• **Document text**:
.....

Instead, Smiley struggled at times with finding corporate-level talent. While hundreds would apply for director-level roles, Smiley has found himself relocating team members from out of state.

“For us, it’s about meeting people from other restaurant systems that might not be growing, or other large franchise companies that may not be having the same level of success,” Smiley explained. “We receive lots of inbound activity, and it’s our job to meet everyone and bring in the best possible talent. We also understand we’re in the Midwest, surrounded by a lot of great franchisors in this town, but we’re growing.”

Smiley stressed the importance of investing in the team and giving employees the tools to be successful. Letting them know how much you appreciate them can never hurt, either.

“If you’re a young franchisor and you’re expanding, you’re in the 1 percent. Almost everyone I know is contracting, so if you’re having an expansion conversation, you’re already doing something right,” Smiley said. “Building a great culture where people want to be a part of that company every day really goes a long way.”

.....

• **Dataset**:
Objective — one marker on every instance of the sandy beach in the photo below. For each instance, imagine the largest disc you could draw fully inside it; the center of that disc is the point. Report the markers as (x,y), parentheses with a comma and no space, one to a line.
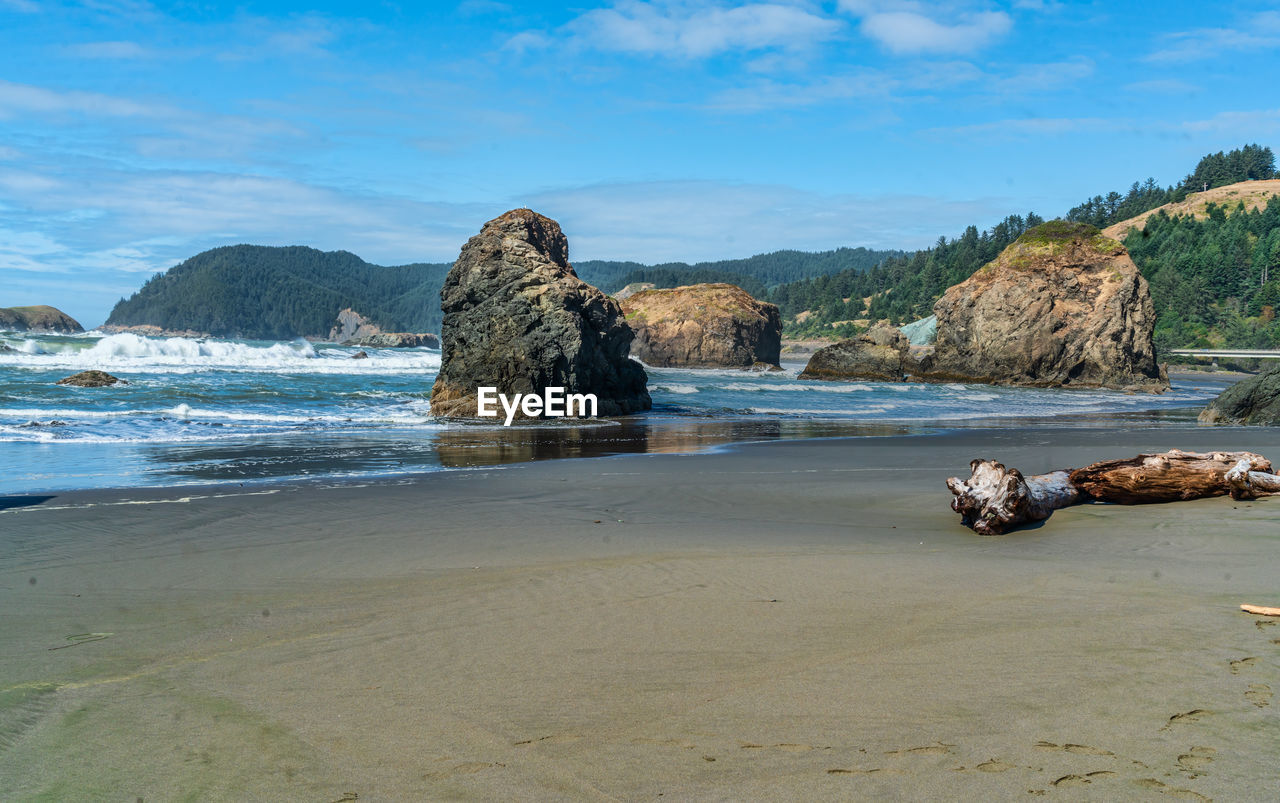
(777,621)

.....

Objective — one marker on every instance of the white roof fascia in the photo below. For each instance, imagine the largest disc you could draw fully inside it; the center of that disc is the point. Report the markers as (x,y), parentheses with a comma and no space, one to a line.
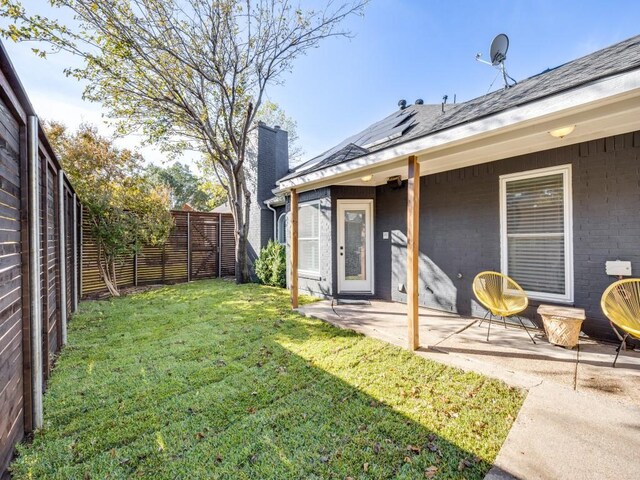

.....

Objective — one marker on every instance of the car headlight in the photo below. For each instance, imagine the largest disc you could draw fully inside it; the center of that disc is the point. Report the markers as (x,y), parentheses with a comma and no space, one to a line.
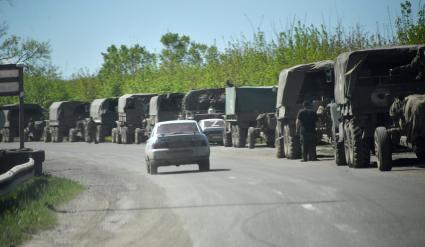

.....

Answer these questions from the text about hiring at a growing franchisor.
(a) What region does Smiley say the company is in?
(b) According to Smiley, what share is a young franchisor that is expanding in?
(c) What does Smiley say almost everyone he knows is doing?

• **Written reply**:
(a) The Midwest.
(b) The 1 percent.
(c) Contracting.